TFCA Friday: Week of May 3rd, 2019

May 3, 2019

Welcome to TFCA Friday, a weekly round-up of film reviews and articles by TFCA critics.

Opening this Week

Body at Brighton Rock (dir. Roxanne Benjamin)

The kind of movie that sucks one in immediately, only to gradually let them down at the slow realization that it isn’t going anywhere new or exciting” — Andrew Parker, The Gate

Extremely Wicked, Shockingly Evil, and Vile (dir. Joe Berlinger)

Might be the most apathetic and emotionless movie to boast a title almost entirely comprised of adjectives and adverbs” — Andrew Parker, The Gate

Hail Satan? (dir. Penny Lane)

I never would have imagined that the American religious and political landscapes would reach a point where Team Baphomet Statue would be the one with the most appealing theological arguments. But these are weird times” — Norm Wilner, NOW Magazine

A fine example of counter-cultural history, drawing from broadcast sources, archival material, old movies and interviews to explore the history of religious fear-mongering” — Liam Lacey, Original-Cin

The stunts start to get repetitive, especially after it dawns that many Satanic Temple members are in it just for the hell of it” — Peter Howell, The Toronto Star

As a portrait of a social movement that’s still in its awkward infancy, Hail Satan? is thoroughly fascinating, and a studious look at grassroots advocacy and provocation in the digital, media savvy age” — Andrew Parker, The Gate

Lane’s film ends up a satisfying, eye-opening doc about the Satanic Temple” — Gilbert Seah, Festival Reviews

The Intruder (dir. Deon Taylor)

**Extracted material**
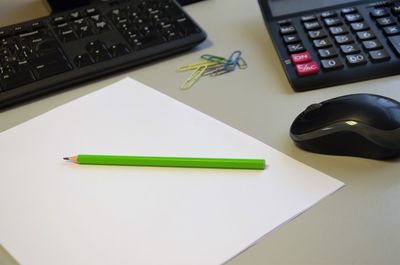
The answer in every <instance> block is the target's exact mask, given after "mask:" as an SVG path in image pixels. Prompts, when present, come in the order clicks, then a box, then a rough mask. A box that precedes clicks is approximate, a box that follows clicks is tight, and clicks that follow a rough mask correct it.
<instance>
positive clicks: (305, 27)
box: [303, 21, 322, 30]
mask: <svg viewBox="0 0 400 265" xmlns="http://www.w3.org/2000/svg"><path fill="white" fill-rule="evenodd" d="M303 24H304V28H305V29H306V30H316V29H320V28H322V26H321V24H320V23H319V22H318V21H311V22H304V23H303Z"/></svg>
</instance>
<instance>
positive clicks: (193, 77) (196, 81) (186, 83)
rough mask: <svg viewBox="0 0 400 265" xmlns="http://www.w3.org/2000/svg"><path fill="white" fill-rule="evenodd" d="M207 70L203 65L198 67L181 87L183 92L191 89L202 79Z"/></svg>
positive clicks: (186, 79)
mask: <svg viewBox="0 0 400 265" xmlns="http://www.w3.org/2000/svg"><path fill="white" fill-rule="evenodd" d="M206 69H207V66H206V65H202V66H200V67H198V68H197V69H196V70H195V71H194V72H193V73H192V74H191V75H190V76H189V78H188V79H186V81H185V82H184V83H183V84H182V85H181V90H187V89H189V88H191V87H192V86H193V85H194V84H195V83H196V82H197V80H199V79H200V77H201V76H202V75H203V73H204V71H205V70H206Z"/></svg>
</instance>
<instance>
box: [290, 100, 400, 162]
mask: <svg viewBox="0 0 400 265" xmlns="http://www.w3.org/2000/svg"><path fill="white" fill-rule="evenodd" d="M290 136H291V138H292V139H293V141H294V142H295V144H296V145H297V146H299V147H300V148H302V149H305V150H308V151H311V152H316V153H322V154H331V155H346V156H357V157H366V158H372V159H389V158H394V157H397V156H399V155H400V103H399V102H398V101H396V100H394V99H391V98H387V97H384V96H379V95H373V94H352V95H346V96H341V97H337V98H333V99H330V100H326V101H323V102H321V103H317V104H312V105H310V106H309V107H307V108H306V110H304V111H303V112H302V113H301V114H300V115H299V116H297V118H296V119H295V120H294V121H293V124H292V126H291V127H290Z"/></svg>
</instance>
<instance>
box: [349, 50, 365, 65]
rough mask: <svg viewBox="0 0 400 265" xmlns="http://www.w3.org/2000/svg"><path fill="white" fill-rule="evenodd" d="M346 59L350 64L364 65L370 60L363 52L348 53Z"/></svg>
mask: <svg viewBox="0 0 400 265" xmlns="http://www.w3.org/2000/svg"><path fill="white" fill-rule="evenodd" d="M346 61H347V64H348V65H349V66H358V65H363V64H366V63H367V62H368V61H367V58H366V57H365V56H364V55H363V54H361V53H359V54H353V55H346Z"/></svg>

**Exercise set**
1 > In the TFCA Friday round-up, which publication is Liam Lacey listed with?
2 > Write the next part of the TFCA Friday film review round-up, picking up after its last line.

**Your responses**
1 > Original-Cin

2 >
Overblown and cranked to eleven at all times, the ludicrous home invasion thriller The Intruder isn’t a great movie, but it’s a great time at the movies” — Andrew Parker, The Gate

Deon Taylor injects very few thrills into this thriller, with Charlie popping up pretty much every time you expect him” — Chris Knight, The National Post

We’re told that the Napa Valley house that is the Mcguffin in the transparent and ham-handed stalker film The Intruder, was listed at $3.5 million – which is the scariest thing in this suspense-free experience” — Jim Slotek, Original-Cin

The otherwise unimpressive film film benefits from Wilson’s occasional inspired direction and Quaid’s campiness” — Gilbert Seah, Afro Toronto

JT Leroy (dir. Justin Kelly)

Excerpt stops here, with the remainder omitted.